Dataset content >>
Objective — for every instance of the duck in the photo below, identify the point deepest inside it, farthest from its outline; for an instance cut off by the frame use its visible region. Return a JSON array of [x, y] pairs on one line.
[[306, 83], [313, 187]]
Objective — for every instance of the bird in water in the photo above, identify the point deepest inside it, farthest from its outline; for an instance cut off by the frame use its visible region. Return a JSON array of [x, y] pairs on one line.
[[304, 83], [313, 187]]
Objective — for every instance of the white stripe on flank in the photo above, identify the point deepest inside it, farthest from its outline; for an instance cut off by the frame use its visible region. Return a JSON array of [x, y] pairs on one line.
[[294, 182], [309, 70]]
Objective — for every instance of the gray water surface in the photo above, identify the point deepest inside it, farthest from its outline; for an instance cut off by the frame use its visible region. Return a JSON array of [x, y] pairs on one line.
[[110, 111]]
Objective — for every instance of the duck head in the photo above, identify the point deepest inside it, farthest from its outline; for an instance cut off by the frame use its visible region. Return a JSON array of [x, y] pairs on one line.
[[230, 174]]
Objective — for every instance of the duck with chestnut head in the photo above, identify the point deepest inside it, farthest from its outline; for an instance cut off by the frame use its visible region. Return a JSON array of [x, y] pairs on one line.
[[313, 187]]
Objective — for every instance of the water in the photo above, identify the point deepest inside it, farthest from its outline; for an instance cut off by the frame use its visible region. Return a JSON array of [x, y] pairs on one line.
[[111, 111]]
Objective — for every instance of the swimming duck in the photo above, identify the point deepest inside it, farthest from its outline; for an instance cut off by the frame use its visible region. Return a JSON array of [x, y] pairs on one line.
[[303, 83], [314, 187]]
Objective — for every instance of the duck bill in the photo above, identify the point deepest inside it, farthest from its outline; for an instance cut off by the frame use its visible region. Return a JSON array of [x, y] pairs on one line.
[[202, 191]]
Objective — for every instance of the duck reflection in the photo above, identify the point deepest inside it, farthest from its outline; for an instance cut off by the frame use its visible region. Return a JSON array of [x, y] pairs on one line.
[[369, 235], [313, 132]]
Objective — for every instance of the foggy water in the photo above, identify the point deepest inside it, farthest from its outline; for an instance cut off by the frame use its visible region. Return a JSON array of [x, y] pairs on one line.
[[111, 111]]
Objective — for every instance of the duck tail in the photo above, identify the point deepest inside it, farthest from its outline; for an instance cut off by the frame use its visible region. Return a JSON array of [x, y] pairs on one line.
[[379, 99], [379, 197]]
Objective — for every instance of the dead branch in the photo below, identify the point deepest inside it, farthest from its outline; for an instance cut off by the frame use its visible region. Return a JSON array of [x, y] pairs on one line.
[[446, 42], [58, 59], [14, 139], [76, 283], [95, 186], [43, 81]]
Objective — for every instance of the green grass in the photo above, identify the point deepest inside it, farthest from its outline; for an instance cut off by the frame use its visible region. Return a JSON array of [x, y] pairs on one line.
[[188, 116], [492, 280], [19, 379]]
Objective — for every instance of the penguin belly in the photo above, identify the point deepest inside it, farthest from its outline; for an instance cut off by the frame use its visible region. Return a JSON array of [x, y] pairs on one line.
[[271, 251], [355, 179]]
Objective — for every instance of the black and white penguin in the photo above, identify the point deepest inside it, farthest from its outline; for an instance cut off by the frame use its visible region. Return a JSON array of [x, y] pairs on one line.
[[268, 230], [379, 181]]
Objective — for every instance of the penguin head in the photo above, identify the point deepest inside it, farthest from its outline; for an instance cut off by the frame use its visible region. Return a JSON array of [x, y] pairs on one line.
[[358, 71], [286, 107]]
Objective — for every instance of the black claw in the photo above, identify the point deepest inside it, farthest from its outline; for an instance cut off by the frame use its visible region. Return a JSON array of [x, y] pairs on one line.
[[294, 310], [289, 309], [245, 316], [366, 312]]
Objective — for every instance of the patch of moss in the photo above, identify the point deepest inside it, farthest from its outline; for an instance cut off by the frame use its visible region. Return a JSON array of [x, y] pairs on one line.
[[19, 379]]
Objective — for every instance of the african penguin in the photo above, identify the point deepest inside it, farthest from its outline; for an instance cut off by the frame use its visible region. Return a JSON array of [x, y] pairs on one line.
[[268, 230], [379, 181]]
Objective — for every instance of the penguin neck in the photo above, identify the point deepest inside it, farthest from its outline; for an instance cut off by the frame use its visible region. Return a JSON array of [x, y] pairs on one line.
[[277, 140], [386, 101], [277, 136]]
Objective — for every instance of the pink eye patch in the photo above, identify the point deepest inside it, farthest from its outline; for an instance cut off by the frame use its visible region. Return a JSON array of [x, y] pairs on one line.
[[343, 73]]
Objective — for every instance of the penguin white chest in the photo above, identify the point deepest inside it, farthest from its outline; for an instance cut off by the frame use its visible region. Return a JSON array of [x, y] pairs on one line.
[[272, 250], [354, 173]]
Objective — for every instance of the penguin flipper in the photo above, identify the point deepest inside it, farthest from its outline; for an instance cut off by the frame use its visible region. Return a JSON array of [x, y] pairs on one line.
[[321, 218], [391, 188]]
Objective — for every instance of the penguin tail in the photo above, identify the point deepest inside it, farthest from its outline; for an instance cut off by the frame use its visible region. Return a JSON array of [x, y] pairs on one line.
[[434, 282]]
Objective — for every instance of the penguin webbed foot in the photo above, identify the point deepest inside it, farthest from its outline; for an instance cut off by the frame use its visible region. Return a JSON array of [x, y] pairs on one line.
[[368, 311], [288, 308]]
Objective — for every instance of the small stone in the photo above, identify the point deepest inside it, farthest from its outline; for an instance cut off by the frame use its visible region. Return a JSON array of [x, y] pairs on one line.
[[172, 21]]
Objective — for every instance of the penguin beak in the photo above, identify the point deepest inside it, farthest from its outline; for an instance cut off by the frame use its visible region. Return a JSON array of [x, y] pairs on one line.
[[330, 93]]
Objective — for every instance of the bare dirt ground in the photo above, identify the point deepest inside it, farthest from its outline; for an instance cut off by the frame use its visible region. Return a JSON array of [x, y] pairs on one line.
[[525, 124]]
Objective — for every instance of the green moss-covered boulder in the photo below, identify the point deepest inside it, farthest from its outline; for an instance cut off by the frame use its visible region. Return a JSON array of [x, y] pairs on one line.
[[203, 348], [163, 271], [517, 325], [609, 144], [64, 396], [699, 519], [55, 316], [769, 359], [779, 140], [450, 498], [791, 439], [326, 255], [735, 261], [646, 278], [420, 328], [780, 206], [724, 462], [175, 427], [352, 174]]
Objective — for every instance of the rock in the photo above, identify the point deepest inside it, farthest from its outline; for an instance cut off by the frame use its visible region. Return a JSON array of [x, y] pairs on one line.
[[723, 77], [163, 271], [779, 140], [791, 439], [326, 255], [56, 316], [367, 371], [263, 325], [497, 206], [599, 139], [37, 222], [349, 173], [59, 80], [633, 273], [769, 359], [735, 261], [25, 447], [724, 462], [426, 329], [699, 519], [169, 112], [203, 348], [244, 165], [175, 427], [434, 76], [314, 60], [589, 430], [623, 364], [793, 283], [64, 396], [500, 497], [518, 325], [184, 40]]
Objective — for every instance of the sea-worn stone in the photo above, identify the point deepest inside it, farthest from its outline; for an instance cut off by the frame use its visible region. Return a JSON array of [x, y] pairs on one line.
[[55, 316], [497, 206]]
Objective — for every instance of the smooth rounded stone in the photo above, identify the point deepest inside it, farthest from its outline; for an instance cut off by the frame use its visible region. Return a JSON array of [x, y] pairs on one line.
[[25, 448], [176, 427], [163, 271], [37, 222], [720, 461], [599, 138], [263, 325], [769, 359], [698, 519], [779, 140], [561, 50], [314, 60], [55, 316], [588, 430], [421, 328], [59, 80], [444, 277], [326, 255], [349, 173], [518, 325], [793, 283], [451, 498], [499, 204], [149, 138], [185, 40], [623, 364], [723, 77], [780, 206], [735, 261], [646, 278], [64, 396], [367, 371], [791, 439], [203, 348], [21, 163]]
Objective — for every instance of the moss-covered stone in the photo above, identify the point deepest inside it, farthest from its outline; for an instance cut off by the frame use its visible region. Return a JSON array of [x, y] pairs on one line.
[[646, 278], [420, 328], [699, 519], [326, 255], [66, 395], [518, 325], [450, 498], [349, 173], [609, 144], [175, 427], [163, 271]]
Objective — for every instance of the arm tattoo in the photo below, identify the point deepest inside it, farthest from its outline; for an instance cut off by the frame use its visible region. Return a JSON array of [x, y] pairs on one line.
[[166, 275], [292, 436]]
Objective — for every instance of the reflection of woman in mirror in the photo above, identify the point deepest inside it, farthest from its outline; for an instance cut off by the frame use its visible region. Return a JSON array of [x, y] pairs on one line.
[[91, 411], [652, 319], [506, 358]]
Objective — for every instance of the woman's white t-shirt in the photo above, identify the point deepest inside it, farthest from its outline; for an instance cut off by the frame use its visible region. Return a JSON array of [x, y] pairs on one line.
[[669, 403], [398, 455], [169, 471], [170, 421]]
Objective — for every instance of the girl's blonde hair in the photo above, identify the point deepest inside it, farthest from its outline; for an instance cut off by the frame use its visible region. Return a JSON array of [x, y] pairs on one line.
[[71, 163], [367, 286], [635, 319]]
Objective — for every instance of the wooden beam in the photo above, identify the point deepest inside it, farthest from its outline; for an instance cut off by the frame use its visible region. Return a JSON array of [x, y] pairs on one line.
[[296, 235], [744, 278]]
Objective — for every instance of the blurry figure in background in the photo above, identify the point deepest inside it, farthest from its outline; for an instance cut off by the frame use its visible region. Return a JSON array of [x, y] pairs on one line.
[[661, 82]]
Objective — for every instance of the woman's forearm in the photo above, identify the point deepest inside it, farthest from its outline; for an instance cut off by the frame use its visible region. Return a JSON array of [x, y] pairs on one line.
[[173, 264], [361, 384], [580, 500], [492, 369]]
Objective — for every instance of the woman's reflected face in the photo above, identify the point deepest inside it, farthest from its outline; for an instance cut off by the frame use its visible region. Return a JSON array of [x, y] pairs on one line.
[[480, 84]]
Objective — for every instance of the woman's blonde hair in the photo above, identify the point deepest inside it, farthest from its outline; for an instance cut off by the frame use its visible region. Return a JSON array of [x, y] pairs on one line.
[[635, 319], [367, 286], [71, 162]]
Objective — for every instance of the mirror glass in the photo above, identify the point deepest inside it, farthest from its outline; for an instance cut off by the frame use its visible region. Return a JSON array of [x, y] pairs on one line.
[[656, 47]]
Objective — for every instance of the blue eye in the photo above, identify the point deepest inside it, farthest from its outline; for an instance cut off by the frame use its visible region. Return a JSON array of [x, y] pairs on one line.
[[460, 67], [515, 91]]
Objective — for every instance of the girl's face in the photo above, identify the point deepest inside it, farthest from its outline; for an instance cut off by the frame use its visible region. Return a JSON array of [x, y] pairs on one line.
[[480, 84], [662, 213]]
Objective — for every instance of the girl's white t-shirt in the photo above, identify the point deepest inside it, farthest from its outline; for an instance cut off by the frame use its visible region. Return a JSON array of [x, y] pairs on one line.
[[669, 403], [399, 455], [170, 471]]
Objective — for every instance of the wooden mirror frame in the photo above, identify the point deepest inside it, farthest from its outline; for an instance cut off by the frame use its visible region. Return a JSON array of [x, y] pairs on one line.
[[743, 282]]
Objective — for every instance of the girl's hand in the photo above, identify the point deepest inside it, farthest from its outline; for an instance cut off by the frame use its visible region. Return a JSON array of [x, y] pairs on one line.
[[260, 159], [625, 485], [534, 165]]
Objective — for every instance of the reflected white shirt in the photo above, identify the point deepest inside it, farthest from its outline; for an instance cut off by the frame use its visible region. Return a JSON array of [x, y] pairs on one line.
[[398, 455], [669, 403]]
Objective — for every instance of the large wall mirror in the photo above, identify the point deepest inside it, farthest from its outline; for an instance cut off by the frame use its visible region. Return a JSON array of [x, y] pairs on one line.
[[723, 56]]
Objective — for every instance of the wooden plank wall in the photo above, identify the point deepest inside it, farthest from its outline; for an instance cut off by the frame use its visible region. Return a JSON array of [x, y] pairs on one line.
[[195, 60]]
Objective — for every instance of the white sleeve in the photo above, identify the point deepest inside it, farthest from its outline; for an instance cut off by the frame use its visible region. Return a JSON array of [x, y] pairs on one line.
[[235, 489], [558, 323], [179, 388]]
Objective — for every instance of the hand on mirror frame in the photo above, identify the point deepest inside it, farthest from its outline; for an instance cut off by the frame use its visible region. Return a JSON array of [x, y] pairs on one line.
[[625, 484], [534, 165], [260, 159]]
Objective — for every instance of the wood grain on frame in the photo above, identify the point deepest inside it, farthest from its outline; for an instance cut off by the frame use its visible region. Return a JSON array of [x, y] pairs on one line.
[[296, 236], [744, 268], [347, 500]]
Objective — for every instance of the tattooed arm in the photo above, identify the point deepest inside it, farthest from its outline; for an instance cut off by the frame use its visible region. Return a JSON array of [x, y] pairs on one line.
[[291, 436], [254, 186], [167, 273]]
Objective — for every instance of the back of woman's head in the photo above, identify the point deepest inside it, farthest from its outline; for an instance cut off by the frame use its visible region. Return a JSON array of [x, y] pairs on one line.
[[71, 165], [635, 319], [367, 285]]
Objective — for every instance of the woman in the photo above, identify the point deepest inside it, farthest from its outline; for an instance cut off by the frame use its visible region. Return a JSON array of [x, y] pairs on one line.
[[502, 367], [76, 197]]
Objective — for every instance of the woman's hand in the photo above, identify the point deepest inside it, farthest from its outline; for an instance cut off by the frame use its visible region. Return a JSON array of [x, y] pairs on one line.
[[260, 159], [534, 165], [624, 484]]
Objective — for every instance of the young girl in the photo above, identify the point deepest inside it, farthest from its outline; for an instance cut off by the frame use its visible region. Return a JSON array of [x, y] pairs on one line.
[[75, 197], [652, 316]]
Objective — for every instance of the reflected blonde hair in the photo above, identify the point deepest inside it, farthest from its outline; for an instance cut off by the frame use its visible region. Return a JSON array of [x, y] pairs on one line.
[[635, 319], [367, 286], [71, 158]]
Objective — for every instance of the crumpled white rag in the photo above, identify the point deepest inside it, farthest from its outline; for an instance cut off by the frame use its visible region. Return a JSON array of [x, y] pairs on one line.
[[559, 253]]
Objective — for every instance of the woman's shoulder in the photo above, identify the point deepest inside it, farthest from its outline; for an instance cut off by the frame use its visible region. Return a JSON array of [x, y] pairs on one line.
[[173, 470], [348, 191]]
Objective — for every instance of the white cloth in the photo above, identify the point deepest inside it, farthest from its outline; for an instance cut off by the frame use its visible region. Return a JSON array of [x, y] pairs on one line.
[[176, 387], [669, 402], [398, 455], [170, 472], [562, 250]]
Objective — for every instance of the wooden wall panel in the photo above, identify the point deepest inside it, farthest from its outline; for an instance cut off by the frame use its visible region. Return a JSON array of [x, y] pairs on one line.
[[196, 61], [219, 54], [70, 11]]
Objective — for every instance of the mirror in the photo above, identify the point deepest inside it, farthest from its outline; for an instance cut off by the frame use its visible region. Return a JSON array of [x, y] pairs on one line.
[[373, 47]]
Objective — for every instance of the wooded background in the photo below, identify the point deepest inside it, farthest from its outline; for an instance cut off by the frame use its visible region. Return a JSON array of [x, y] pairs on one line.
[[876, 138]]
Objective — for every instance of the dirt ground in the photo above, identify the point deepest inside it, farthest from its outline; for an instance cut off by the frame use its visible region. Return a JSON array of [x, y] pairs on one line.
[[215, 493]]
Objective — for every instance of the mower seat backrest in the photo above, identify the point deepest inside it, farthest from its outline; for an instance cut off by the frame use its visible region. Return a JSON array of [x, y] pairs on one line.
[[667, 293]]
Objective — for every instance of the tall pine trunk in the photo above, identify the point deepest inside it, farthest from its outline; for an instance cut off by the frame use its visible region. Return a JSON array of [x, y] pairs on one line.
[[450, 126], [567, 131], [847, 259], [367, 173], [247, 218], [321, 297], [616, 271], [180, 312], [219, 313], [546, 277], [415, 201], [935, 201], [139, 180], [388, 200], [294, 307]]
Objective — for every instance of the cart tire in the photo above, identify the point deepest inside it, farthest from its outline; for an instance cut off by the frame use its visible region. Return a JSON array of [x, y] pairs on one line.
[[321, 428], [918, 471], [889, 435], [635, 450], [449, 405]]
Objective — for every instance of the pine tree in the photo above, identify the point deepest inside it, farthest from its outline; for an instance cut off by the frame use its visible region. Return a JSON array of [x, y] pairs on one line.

Task requirements >> Put the material above into a JSON list of strings, one string per line, with blank lines left out, starting at its first line and ending at the line that contains "[[304, 83], [313, 187]]".

Output of the exercise >>
[
  "Objective — for every instance of the duck in the photo below, identify the point deepest inside it, farthest from its outline; for an instance cut off by the frame use its visible region. Return a JSON array of [x, y] pairs on one line.",
  "[[306, 83], [313, 187]]",
  "Objective — for every instance of the bird in water in the photo above, identify the point deepest inside it, farthest from its outline; for an instance cut off by the frame use its visible region. Return a JSON array of [x, y] pairs on one line.",
  "[[304, 83], [313, 187]]"
]